Objectif
Reproduisez à l'identique le passage de l'entretien sur le roman climatique qui débute aux mots « Pas vraiment, mais » et se termine après « s’en sortent bien. ».

Extrait choisi
-*-*-
Vous êtes un observateur attentif du dérèglement climatique depuis quelques décennies maintenant et vous avez écrit de nombreux romans sur cette question. Est-ce un sujet suffisamment présent dans la littérature moderne en dehors de la science-fiction ?
Pas vraiment, mais je ne nierai pas que de nombreux romans contemporains s’intéressent maintenant au changement climatique : des romans ordinaires ou grand public – le réalisme domestique, comme je l’appelle –, des romans modernistes ou réalistes qui se déroulent dans le présent ou le passé récent. Par exemple : A Children’s Bible de Lydia Millet (W. W. Norton & Company, 2020) et de James Bradley (Penguin Random House, 2015). Ces œuvres utilisent très bien les formes et contenus romanesques standards pour raconter une histoire climatique se déroulant dans le présent et le futur immédiat. Même si le changement climatique n’est sans doute pas suffisamment présent, des écrivains s’y essaient et s’en sortent bien.
-*-*-
Données
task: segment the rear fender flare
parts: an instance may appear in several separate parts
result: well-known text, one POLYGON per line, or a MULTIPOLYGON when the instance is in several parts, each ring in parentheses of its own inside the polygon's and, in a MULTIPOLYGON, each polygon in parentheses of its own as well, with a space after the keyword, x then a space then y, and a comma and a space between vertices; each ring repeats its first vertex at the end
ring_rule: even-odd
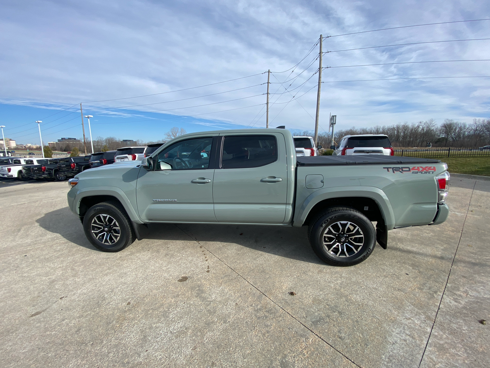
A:
MULTIPOLYGON (((69 195, 70 193, 69 192, 69 195)), ((80 202, 85 197, 94 195, 111 195, 117 198, 127 213, 129 218, 137 224, 144 223, 138 216, 138 214, 128 199, 127 196, 121 188, 117 186, 89 186, 80 189, 74 196, 74 211, 80 214, 80 202)))
POLYGON ((388 196, 375 186, 331 187, 318 189, 308 196, 294 214, 294 226, 303 226, 308 213, 318 202, 325 199, 348 197, 365 197, 374 200, 381 211, 387 230, 395 226, 394 214, 388 196))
-*-*-
Réponse rédigée
Pas vraiment, mais je ne nierai pas que de nombreux romans contemporains s’intéressent maintenant au changement climatique : des romans ordinaires ou grand public – le réalisme domestique, comme je l’appelle –, des romans modernistes ou réalistes qui se déroulent dans le présent ou le passé récent. Par exemple : A Children’s Bible de Lydia Millet (W. W. Norton & Company, 2020) et de James Bradley (Penguin Random House, 2015). Ces œuvres utilisent très bien les formes et contenus romanesques standards pour raconter une histoire climatique se déroulant dans le présent et le futur immédiat. Même si le changement climatique n’est sans doute pas suffisamment présent, des écrivains s’y essaient et s’en sortent bien.